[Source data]
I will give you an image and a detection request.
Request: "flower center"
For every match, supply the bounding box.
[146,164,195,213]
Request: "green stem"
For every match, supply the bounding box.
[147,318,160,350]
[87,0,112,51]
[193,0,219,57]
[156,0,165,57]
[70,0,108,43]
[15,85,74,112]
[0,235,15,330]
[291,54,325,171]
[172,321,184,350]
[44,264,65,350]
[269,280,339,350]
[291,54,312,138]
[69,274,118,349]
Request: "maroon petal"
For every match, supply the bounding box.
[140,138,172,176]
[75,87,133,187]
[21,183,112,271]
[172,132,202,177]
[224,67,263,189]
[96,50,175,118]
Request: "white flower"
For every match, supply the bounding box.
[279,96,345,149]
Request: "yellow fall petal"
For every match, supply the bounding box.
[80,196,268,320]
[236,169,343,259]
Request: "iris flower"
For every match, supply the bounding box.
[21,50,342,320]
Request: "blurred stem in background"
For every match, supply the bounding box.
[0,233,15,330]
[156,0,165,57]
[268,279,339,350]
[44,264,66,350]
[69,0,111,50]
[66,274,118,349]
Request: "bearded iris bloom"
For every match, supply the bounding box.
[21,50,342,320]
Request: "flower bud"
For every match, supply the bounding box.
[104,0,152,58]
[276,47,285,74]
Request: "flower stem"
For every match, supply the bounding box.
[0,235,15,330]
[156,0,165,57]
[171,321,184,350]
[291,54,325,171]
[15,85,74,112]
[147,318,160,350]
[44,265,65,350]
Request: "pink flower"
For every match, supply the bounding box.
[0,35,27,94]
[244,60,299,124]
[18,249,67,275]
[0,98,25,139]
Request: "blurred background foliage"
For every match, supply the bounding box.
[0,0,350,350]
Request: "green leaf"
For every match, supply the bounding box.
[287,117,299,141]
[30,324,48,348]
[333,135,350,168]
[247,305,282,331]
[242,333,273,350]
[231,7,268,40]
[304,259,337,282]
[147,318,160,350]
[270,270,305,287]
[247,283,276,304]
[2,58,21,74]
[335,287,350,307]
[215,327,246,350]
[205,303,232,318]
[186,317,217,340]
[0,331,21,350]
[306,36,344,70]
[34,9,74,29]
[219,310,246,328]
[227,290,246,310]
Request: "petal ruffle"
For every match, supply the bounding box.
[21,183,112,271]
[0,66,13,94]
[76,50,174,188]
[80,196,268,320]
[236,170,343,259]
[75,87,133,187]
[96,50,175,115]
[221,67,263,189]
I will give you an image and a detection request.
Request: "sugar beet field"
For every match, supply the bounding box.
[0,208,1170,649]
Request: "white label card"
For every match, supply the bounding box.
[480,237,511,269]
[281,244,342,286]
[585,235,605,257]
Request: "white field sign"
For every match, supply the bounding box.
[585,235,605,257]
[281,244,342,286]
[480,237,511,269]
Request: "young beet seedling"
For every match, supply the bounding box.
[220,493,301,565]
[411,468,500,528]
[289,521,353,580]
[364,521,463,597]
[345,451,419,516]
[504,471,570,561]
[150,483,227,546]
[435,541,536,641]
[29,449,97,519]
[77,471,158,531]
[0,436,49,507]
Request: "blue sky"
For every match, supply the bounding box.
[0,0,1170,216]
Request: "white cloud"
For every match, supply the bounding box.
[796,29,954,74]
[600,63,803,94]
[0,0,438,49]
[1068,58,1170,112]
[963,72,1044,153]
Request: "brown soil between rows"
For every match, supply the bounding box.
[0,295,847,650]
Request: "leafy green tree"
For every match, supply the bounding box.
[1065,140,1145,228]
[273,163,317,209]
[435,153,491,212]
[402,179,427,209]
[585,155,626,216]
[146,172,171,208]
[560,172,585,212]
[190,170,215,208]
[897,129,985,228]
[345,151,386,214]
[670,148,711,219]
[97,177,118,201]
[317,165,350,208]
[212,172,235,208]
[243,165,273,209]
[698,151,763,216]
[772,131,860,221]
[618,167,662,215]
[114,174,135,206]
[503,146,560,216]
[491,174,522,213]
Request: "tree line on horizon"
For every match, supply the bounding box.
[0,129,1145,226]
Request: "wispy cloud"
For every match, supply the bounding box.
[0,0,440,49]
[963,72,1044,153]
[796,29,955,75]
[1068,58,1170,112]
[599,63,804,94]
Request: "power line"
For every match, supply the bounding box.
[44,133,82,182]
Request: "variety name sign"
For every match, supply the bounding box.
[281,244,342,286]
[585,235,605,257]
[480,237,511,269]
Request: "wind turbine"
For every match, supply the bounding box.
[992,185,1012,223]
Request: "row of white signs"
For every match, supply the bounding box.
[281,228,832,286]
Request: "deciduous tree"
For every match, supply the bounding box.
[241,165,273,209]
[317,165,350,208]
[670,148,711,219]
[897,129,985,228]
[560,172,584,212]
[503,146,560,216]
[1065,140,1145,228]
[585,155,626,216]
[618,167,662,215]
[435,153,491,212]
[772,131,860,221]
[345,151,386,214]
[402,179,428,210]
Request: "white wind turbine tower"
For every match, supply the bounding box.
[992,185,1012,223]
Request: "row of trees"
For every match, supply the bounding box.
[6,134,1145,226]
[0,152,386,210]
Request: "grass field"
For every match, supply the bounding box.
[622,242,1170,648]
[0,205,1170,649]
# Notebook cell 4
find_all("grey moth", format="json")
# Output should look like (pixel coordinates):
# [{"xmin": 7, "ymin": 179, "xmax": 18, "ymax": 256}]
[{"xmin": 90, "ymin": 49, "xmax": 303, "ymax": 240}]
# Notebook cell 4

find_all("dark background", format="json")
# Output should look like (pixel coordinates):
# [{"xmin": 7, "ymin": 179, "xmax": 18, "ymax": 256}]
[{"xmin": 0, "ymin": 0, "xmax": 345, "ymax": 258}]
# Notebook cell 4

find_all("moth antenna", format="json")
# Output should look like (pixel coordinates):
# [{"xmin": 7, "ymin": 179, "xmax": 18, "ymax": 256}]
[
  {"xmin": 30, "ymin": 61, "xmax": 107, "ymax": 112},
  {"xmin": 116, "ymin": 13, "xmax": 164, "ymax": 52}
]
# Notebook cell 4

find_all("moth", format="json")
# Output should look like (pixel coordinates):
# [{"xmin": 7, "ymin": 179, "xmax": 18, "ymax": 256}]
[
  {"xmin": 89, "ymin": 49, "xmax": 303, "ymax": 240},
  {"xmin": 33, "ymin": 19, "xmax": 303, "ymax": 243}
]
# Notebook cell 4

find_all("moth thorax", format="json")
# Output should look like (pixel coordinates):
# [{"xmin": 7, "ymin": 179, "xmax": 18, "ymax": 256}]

◆ PROBLEM DETAILS ◆
Could you give the records above as a JSON list of strings, one string for each line, with blank lines left out?

◆ RESPONSE TO THE TASK ◆
[
  "I will give you an image and a detection request.",
  "Request: \"flower center\"",
  "For every match, supply the bounding box.",
  "[146,164,195,213]",
  "Request: \"green stem\"",
  "For every match, supply the bounding box.",
  "[147,318,160,350]",
  "[87,0,112,51]",
  "[193,0,219,57]",
  "[156,0,165,57]",
  "[70,0,108,43]",
  "[15,85,74,112]",
  "[0,235,15,330]",
  "[291,54,325,171]",
  "[172,321,184,350]",
  "[44,264,65,350]",
  "[269,280,339,350]",
  "[291,54,312,138]",
  "[69,274,118,349]",
  "Request: \"maroon petal\"",
  "For every match, supply the bounding box.",
  "[140,138,172,176]",
  "[75,87,133,187]",
  "[21,183,112,271]",
  "[172,132,202,177]",
  "[224,67,263,189]",
  "[96,50,175,118]",
  "Request: \"white flower\"",
  "For every match, supply the bounding box.",
  "[279,96,345,149]",
  "Request: \"yellow fall petal\"",
  "For every match, supply the bounding box.",
  "[80,196,268,320]",
  "[236,169,343,259]",
  "Request: \"iris flower\"",
  "For every match, supply the bounding box.",
  "[21,50,342,320]",
  "Request: \"blurred stem in background\"",
  "For every match, supply the bounding box.",
  "[0,233,15,330]",
  "[156,0,165,57]",
  "[268,279,339,350]",
  "[44,264,66,350]",
  "[69,0,111,50]",
  "[66,274,118,349]",
  "Request: \"bearded iris bloom\"",
  "For every match, supply the bounding box.",
  "[21,50,342,320]",
  "Request: \"flower bud\"",
  "For every match, supply the bounding box.",
  "[104,0,152,58]",
  "[276,47,285,74]",
  "Request: \"flower stem\"",
  "For every match, supply the bounding box.",
  "[0,235,15,330]",
  "[156,0,165,57]",
  "[171,321,184,350]",
  "[291,54,325,171]",
  "[15,85,74,112]",
  "[147,318,160,350]",
  "[44,265,65,350]",
  "Request: \"pink flower\"",
  "For every match, supply the bounding box.",
  "[0,35,27,94]",
  "[244,60,299,124]",
  "[18,249,67,275]",
  "[0,98,25,139]",
  "Request: \"blurred background foliage\"",
  "For every match, supply the bounding box.",
  "[0,0,350,350]",
  "Request: \"green leaf\"",
  "For every match, supply the bounding box.",
  "[287,117,299,141]",
  "[30,324,48,348]",
  "[333,135,350,168]",
  "[247,305,282,331]",
  "[242,333,273,350]",
  "[231,7,268,40]",
  "[304,259,337,282]",
  "[147,318,160,350]",
  "[270,270,305,287]",
  "[247,283,276,304]",
  "[2,58,21,74]",
  "[335,287,350,307]",
  "[215,327,246,350]",
  "[205,303,232,318]",
  "[186,317,217,340]",
  "[0,331,21,350]",
  "[306,36,344,70]",
  "[34,9,74,29]",
  "[219,310,246,328]",
  "[227,290,246,310]",
  "Request: \"petal ruffle\"",
  "For every match, supply the bounding box.",
  "[21,183,112,271]",
  "[0,66,13,94]",
  "[76,50,174,188]",
  "[80,196,268,320]",
  "[236,170,343,259]",
  "[75,87,133,187]",
  "[96,50,175,115]",
  "[221,67,263,189]",
  "I will give you an image and a detection request.",
  "Request: \"sugar beet field\"",
  "For every match, supply the bounding box.",
  "[0,208,1170,649]",
  "Request: \"white label card\"",
  "For every match, supply the bounding box.",
  "[480,237,511,269]",
  "[281,244,342,286]",
  "[585,235,605,257]",
  "Request: \"white field sign\"",
  "For every match, supply the bounding box.",
  "[585,235,605,257]",
  "[281,244,342,286]",
  "[480,237,511,269]",
  "Request: \"young beet seedling\"",
  "For every match, supply the bounding box.",
  "[220,493,301,565]",
  "[411,468,500,528]",
  "[289,521,353,580]",
  "[364,521,463,597]",
  "[345,451,419,516]",
  "[504,471,570,561]",
  "[150,483,227,546]",
  "[435,541,536,641]",
  "[29,449,97,519]",
  "[77,471,158,531]",
  "[0,436,49,507]",
  "Request: \"blue sky\"",
  "For every match, supply the bounding box.",
  "[0,0,1170,216]",
  "Request: \"white cloud\"",
  "For every match, supply the bounding box.",
  "[796,29,954,74]",
  "[600,63,803,94]",
  "[0,0,438,49]",
  "[1068,58,1170,112]",
  "[963,72,1044,153]",
  "Request: \"brown soil between rows\"",
  "For every match, supply the bounding box.",
  "[0,295,847,650]",
  "Request: \"leafy green tree\"",
  "For every match, supply the bounding box.",
  "[1065,140,1145,228]",
  "[273,163,317,209]",
  "[435,153,491,212]",
  "[402,179,427,209]",
  "[585,155,626,216]",
  "[146,172,171,208]",
  "[560,172,585,212]",
  "[190,170,215,208]",
  "[897,129,985,228]",
  "[345,151,386,214]",
  "[670,148,711,219]",
  "[97,177,118,201]",
  "[317,165,350,208]",
  "[212,172,235,208]",
  "[243,165,273,209]",
  "[698,151,763,216]",
  "[772,131,860,221]",
  "[618,167,662,215]",
  "[114,174,135,206]",
  "[503,146,560,216]",
  "[491,174,522,213]",
  "Request: \"tree line on horizon\"",
  "For every match, supply the bounding box.",
  "[0,129,1145,226]",
  "Request: \"wispy cloud\"",
  "For every match, supply the bounding box.",
  "[0,0,440,49]",
  "[963,72,1044,153]",
  "[796,29,955,75]",
  "[1068,58,1170,112]",
  "[599,63,804,94]",
  "Request: \"power line\"",
  "For every match, supply the bounding box.",
  "[44,133,82,182]",
  "Request: \"variety name sign\"",
  "For every match, supply the bounding box.",
  "[281,244,342,286]",
  "[585,235,605,257]",
  "[480,237,511,269]",
  "Request: \"wind turbine\"",
  "For every match, supply the bounding box.",
  "[992,185,1012,223]",
  "Request: \"row of white signs\"",
  "For every match, supply the bounding box.",
  "[281,228,832,286]",
  "Request: \"deciduous tree\"",
  "For every match, supply the bounding box.",
  "[241,165,273,209]",
  "[317,165,350,208]",
  "[670,148,711,219]",
  "[897,129,985,228]",
  "[560,172,584,212]",
  "[503,146,560,216]",
  "[1065,140,1145,228]",
  "[585,155,626,216]",
  "[618,167,662,215]",
  "[435,153,491,212]",
  "[772,131,860,221]",
  "[345,151,386,214]",
  "[402,179,428,210]",
  "Request: \"white wind turbine tower\"",
  "For every match, supply the bounding box.",
  "[992,185,1012,223]",
  "Request: \"row of trees\"",
  "For every match, supply the bounding box.",
  "[6,134,1145,226]",
  "[0,152,386,210]",
  "Request: \"grass field\"",
  "For every match, supply the bounding box.",
  "[622,242,1170,648]",
  "[0,205,1170,649]",
  "# Notebook cell 4",
  "find_all(\"grey moth\", format=\"json\")",
  "# Output should look like (pixel coordinates):",
  "# [{\"xmin\": 7, \"ymin\": 179, \"xmax\": 18, \"ymax\": 256}]",
  "[{\"xmin\": 90, \"ymin\": 49, \"xmax\": 303, \"ymax\": 240}]",
  "# Notebook cell 4",
  "find_all(\"dark background\", format=\"json\")",
  "# Output should look like (pixel coordinates):",
  "# [{\"xmin\": 7, \"ymin\": 179, \"xmax\": 18, \"ymax\": 256}]",
  "[{\"xmin\": 0, \"ymin\": 0, \"xmax\": 345, \"ymax\": 258}]",
  "# Notebook cell 4",
  "find_all(\"moth antenna\", format=\"json\")",
  "# Output should look like (pixel coordinates):",
  "# [{\"xmin\": 7, \"ymin\": 179, \"xmax\": 18, \"ymax\": 256}]",
  "[",
  "  {\"xmin\": 30, \"ymin\": 61, \"xmax\": 107, \"ymax\": 112},",
  "  {\"xmin\": 116, \"ymin\": 13, \"xmax\": 164, \"ymax\": 52}",
  "]",
  "# Notebook cell 4",
  "find_all(\"moth\", format=\"json\")",
  "# Output should look like (pixel coordinates):",
  "# [{\"xmin\": 7, \"ymin\": 179, \"xmax\": 18, \"ymax\": 256}]",
  "[",
  "  {\"xmin\": 89, \"ymin\": 49, \"xmax\": 303, \"ymax\": 240},",
  "  {\"xmin\": 33, \"ymin\": 19, \"xmax\": 303, \"ymax\": 243}",
  "]",
  "# Notebook cell 4",
  "find_all(\"moth thorax\", format=\"json\")",
  "# Output should look like (pixel coordinates):",
  "# [{\"xmin\": 7, \"ymin\": 179, \"xmax\": 18, \"ymax\": 256}]"
]